WHAT IS NEEDED. Set down each record below exactly as it stands. Pictures are not part of the copy.

GIVEN DATA.
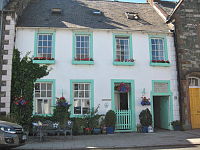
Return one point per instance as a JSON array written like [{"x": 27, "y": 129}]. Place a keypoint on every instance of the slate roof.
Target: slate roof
[
  {"x": 167, "y": 6},
  {"x": 78, "y": 14}
]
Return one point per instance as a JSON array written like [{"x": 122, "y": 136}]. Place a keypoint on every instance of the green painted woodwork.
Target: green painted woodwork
[
  {"x": 130, "y": 48},
  {"x": 75, "y": 62},
  {"x": 165, "y": 51},
  {"x": 125, "y": 115},
  {"x": 53, "y": 47},
  {"x": 169, "y": 93},
  {"x": 164, "y": 113},
  {"x": 44, "y": 61},
  {"x": 72, "y": 96},
  {"x": 53, "y": 102}
]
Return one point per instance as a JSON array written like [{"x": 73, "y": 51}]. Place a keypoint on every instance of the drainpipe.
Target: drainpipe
[
  {"x": 178, "y": 75},
  {"x": 1, "y": 27}
]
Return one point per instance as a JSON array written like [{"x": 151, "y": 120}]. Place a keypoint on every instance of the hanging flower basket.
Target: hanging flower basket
[
  {"x": 122, "y": 87},
  {"x": 20, "y": 101},
  {"x": 145, "y": 101}
]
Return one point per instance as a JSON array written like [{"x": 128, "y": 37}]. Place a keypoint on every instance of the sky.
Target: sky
[{"x": 142, "y": 1}]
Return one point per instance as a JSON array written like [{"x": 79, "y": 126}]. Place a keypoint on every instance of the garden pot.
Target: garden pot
[
  {"x": 87, "y": 131},
  {"x": 110, "y": 130},
  {"x": 145, "y": 129},
  {"x": 96, "y": 131},
  {"x": 177, "y": 128}
]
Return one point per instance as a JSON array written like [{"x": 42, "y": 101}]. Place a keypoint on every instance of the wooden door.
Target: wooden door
[{"x": 195, "y": 107}]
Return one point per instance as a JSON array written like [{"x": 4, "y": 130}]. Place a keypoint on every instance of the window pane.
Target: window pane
[
  {"x": 39, "y": 106},
  {"x": 49, "y": 86},
  {"x": 43, "y": 86},
  {"x": 49, "y": 37},
  {"x": 49, "y": 93},
  {"x": 43, "y": 94},
  {"x": 77, "y": 106}
]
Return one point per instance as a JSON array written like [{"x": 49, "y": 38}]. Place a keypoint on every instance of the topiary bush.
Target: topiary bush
[
  {"x": 24, "y": 74},
  {"x": 110, "y": 119},
  {"x": 145, "y": 117}
]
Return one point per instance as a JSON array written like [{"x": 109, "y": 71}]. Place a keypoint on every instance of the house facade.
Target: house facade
[
  {"x": 10, "y": 10},
  {"x": 187, "y": 33},
  {"x": 102, "y": 54}
]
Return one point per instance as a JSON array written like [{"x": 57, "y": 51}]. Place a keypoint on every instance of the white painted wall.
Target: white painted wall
[{"x": 103, "y": 70}]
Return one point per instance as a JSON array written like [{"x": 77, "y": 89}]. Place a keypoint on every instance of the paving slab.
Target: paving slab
[{"x": 117, "y": 140}]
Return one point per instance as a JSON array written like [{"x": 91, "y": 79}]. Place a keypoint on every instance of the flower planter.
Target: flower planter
[
  {"x": 87, "y": 131},
  {"x": 177, "y": 128},
  {"x": 96, "y": 131},
  {"x": 145, "y": 129},
  {"x": 110, "y": 130}
]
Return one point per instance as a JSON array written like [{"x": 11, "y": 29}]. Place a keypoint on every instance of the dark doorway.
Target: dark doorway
[{"x": 161, "y": 112}]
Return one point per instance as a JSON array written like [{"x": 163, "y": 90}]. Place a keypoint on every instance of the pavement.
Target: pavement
[{"x": 159, "y": 138}]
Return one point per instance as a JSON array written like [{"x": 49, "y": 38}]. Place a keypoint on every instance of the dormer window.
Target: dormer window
[
  {"x": 56, "y": 10},
  {"x": 132, "y": 15}
]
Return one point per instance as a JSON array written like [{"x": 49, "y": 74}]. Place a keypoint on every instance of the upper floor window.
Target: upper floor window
[
  {"x": 82, "y": 52},
  {"x": 43, "y": 97},
  {"x": 123, "y": 50},
  {"x": 44, "y": 47},
  {"x": 158, "y": 50},
  {"x": 194, "y": 81}
]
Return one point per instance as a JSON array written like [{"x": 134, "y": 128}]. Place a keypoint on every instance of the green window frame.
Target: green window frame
[
  {"x": 169, "y": 93},
  {"x": 82, "y": 43},
  {"x": 158, "y": 51},
  {"x": 52, "y": 97},
  {"x": 72, "y": 96},
  {"x": 44, "y": 42},
  {"x": 122, "y": 43}
]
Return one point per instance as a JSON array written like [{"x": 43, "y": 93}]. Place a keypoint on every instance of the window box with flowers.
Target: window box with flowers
[
  {"x": 44, "y": 60},
  {"x": 145, "y": 101},
  {"x": 127, "y": 62},
  {"x": 86, "y": 61},
  {"x": 160, "y": 63}
]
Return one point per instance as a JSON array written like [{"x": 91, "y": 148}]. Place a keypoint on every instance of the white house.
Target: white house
[{"x": 93, "y": 48}]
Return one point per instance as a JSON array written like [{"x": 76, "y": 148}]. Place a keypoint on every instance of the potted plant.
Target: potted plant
[
  {"x": 145, "y": 120},
  {"x": 110, "y": 120},
  {"x": 176, "y": 125}
]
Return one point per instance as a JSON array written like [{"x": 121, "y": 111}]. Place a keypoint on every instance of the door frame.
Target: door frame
[
  {"x": 171, "y": 106},
  {"x": 131, "y": 98}
]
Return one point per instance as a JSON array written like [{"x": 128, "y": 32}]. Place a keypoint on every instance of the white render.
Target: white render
[{"x": 103, "y": 69}]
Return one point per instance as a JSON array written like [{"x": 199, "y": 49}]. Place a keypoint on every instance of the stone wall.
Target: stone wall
[
  {"x": 12, "y": 11},
  {"x": 187, "y": 27}
]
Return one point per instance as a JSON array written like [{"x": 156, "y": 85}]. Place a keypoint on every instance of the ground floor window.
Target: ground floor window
[
  {"x": 43, "y": 97},
  {"x": 82, "y": 97}
]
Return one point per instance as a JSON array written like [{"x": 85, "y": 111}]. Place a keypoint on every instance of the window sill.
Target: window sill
[
  {"x": 74, "y": 62},
  {"x": 160, "y": 64},
  {"x": 43, "y": 115},
  {"x": 123, "y": 63},
  {"x": 44, "y": 61}
]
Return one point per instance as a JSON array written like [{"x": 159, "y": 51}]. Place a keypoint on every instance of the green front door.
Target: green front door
[
  {"x": 164, "y": 112},
  {"x": 123, "y": 104}
]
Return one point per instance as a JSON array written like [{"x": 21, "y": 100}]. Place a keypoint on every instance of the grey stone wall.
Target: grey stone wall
[{"x": 187, "y": 27}]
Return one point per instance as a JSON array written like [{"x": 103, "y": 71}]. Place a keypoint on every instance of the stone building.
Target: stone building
[
  {"x": 186, "y": 18},
  {"x": 10, "y": 10}
]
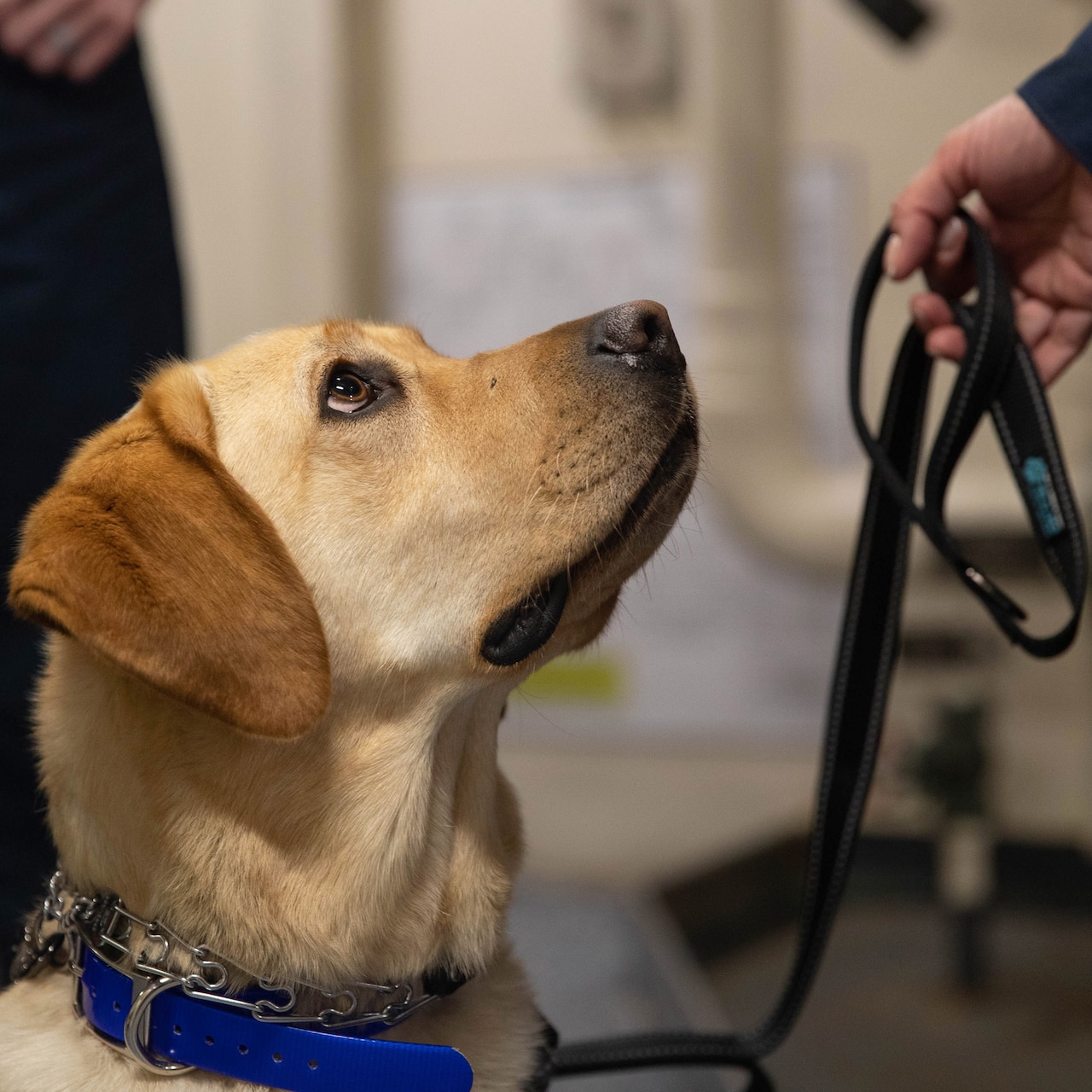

SOLUTION FOR THIS EXERCISE.
Return one point per instance as a JSON array written like [{"x": 27, "y": 129}]. Place a keypoint on every instance of the slate roof.
Target: slate roof
[
  {"x": 167, "y": 6},
  {"x": 78, "y": 14}
]
Return one point per instance as a JSON array written like [{"x": 122, "y": 136}]. Place a keypoint on every instance of the green painted woodwork.
Target: green painted woodwork
[
  {"x": 130, "y": 48},
  {"x": 75, "y": 62},
  {"x": 165, "y": 51},
  {"x": 125, "y": 115},
  {"x": 53, "y": 47},
  {"x": 169, "y": 93},
  {"x": 164, "y": 113},
  {"x": 44, "y": 61},
  {"x": 72, "y": 96},
  {"x": 53, "y": 102}
]
Return one point per instance as a JSON array written like [{"x": 73, "y": 51}]. Place a keypoint on every instance of the drainpipe.
Target: drainpipe
[
  {"x": 178, "y": 75},
  {"x": 1, "y": 27}
]
Return one point per instance as a JSON array written like [{"x": 151, "y": 120}]. Place a keypoint on every instance of the hanging flower basket.
Target: hanging flower basket
[
  {"x": 122, "y": 87},
  {"x": 20, "y": 101},
  {"x": 145, "y": 101}
]
Return one point per instance as a JSON array written like [{"x": 128, "y": 37}]. Place a keypoint on every instance of the sky.
Target: sky
[{"x": 142, "y": 1}]
Return one point per instance as a JSON array written like [{"x": 79, "y": 126}]. Place a keypoint on every instance of the garden pot.
Target: garden pot
[
  {"x": 87, "y": 131},
  {"x": 110, "y": 130},
  {"x": 145, "y": 129},
  {"x": 96, "y": 131},
  {"x": 177, "y": 128}
]
Return one point per instance as a JSON array written like [{"x": 42, "y": 101}]. Place a keypoint on every instance of the wooden door.
Target: wooden door
[{"x": 195, "y": 107}]
Return one point per instance as a JSON array written like [{"x": 4, "y": 130}]. Place a keypoint on every instance of the window pane.
Target: window pane
[
  {"x": 39, "y": 106},
  {"x": 49, "y": 86},
  {"x": 43, "y": 86},
  {"x": 49, "y": 37},
  {"x": 49, "y": 93},
  {"x": 43, "y": 94},
  {"x": 77, "y": 106}
]
Return one point per instance as a JSON array written like [{"x": 49, "y": 38}]. Place a keypoint on every instance of the topiary bush.
Target: topiary bush
[
  {"x": 24, "y": 74},
  {"x": 110, "y": 119},
  {"x": 145, "y": 117}
]
Return one point per instance as a JSON array written like [{"x": 109, "y": 71}]. Place a keypoint on every instance of the house facade.
Target: house facade
[
  {"x": 10, "y": 10},
  {"x": 187, "y": 33},
  {"x": 102, "y": 54}
]
Return one point per instance as a JSON array written like [{"x": 57, "y": 51}]. Place a keypoint on every instance of the white painted wall.
Target: white painted wall
[{"x": 103, "y": 70}]
Return one point per instance as a JSON array written like [{"x": 77, "y": 89}]. Place a keypoint on every instance of the paving slab.
Target: paving slab
[{"x": 117, "y": 140}]
Return one point per instance as a JSON array written like [{"x": 91, "y": 79}]. Place a keypoint on every instance of the flower planter.
Target: flower planter
[
  {"x": 87, "y": 131},
  {"x": 177, "y": 128},
  {"x": 96, "y": 131},
  {"x": 145, "y": 129},
  {"x": 110, "y": 130}
]
Return one point per instance as a JSON array written like [{"x": 11, "y": 29}]. Place a keypoint on every instance of the dark doorway.
Target: dark doorway
[{"x": 161, "y": 112}]
Return one point per instance as a JSON array written like [{"x": 163, "y": 90}]. Place a keypoint on every instance of the pavement.
Target: pavement
[{"x": 159, "y": 138}]
Return one point per instance as a JSON array written like [{"x": 49, "y": 38}]. Place a keypoint on every instance of the dormer window.
Target: dormer window
[
  {"x": 56, "y": 10},
  {"x": 132, "y": 15}
]
Return one point per instance as a JSON array written like [{"x": 49, "y": 74}]. Place a keypoint on every instance of the upper floor window.
Target: upper floor window
[
  {"x": 82, "y": 52},
  {"x": 43, "y": 97},
  {"x": 123, "y": 50},
  {"x": 44, "y": 47},
  {"x": 158, "y": 50},
  {"x": 194, "y": 81}
]
Return one point per instance as a JSON array written like [{"x": 134, "y": 128}]. Place a keypoint on every instance of the green window frame.
Target: green window frame
[
  {"x": 169, "y": 93},
  {"x": 82, "y": 43},
  {"x": 158, "y": 51},
  {"x": 52, "y": 97},
  {"x": 72, "y": 96},
  {"x": 44, "y": 42},
  {"x": 122, "y": 43}
]
Return one point per instance as a JSON array written like [{"x": 43, "y": 93}]. Place a keypoint on every instance of the window box with flowers.
Target: window box with flowers
[
  {"x": 44, "y": 60},
  {"x": 145, "y": 101},
  {"x": 127, "y": 62},
  {"x": 86, "y": 61},
  {"x": 160, "y": 63}
]
Return one point per instance as a JSON array written like [{"x": 91, "y": 148}]. Place a keypoint on every instance of the white house.
Target: white house
[{"x": 93, "y": 48}]
Return one point per instance as a JSON array written like [{"x": 76, "y": 148}]. Place a keypoint on every instance of the potted plant.
Target: potted plant
[
  {"x": 145, "y": 120},
  {"x": 110, "y": 120},
  {"x": 176, "y": 125}
]
Return one point per instance as a JSON array written like [{"x": 121, "y": 111}]. Place a keypoint on every instance of the door frame.
Target: door frame
[
  {"x": 171, "y": 106},
  {"x": 131, "y": 98}
]
Return one point per instance as a JSON array written like [{"x": 128, "y": 32}]. Place a keypoint on every instance of the white render.
Target: white render
[{"x": 103, "y": 69}]
Return one point per instance as a JSON array written like [{"x": 199, "y": 49}]. Place a keypoint on every instance of the stone wall.
Target: stone wall
[
  {"x": 12, "y": 11},
  {"x": 187, "y": 27}
]
Return one point per instance as a JSON array written like [{"x": 156, "y": 85}]. Place a keypoint on every instance of the ground floor window.
Target: ground floor window
[
  {"x": 43, "y": 97},
  {"x": 82, "y": 97}
]
Return one point per instance as a JSON array written like [{"x": 85, "y": 111}]. Place a keypoint on every instance of the window sill.
Target: window sill
[
  {"x": 74, "y": 62},
  {"x": 160, "y": 64},
  {"x": 43, "y": 115},
  {"x": 123, "y": 63},
  {"x": 44, "y": 61}
]
Return one point per instance as a JSON array written like [{"x": 159, "y": 51}]. Place a keypoint on every instance of the green front door.
Target: green front door
[
  {"x": 164, "y": 112},
  {"x": 123, "y": 104}
]
Return one point per instance as a JSON array written like [{"x": 21, "y": 100}]. Place a keypoint on every instance of the grey stone wall.
Target: grey stone wall
[{"x": 187, "y": 27}]
Return one point per instance as a JSON array written like [{"x": 103, "y": 71}]. Place a keypoint on every instance of the stone building.
Target: stone building
[
  {"x": 186, "y": 18},
  {"x": 10, "y": 10}
]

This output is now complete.